**TO BE DONE:** Please copy the entries below line for line, keeping every character, and leave the pictures out of your copy.

**** DATASET

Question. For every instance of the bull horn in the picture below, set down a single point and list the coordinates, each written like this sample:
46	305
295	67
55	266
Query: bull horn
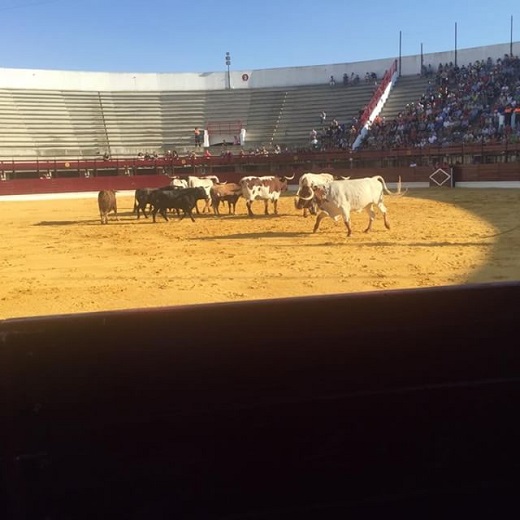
310	197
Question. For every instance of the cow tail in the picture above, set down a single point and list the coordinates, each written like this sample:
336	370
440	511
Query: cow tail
398	193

********

**FULL ANSWER:**
Question. For every instance of the bull horn in the picture below, set down a single point and list the coordinates, each written like this sample:
46	305
295	67
55	266
Query: bull horn
310	197
Question. For every instance of the cow tail in the picture above, set down a single point and list the coordinates, each written like this sample:
336	370
440	511
Query: cow tail
398	193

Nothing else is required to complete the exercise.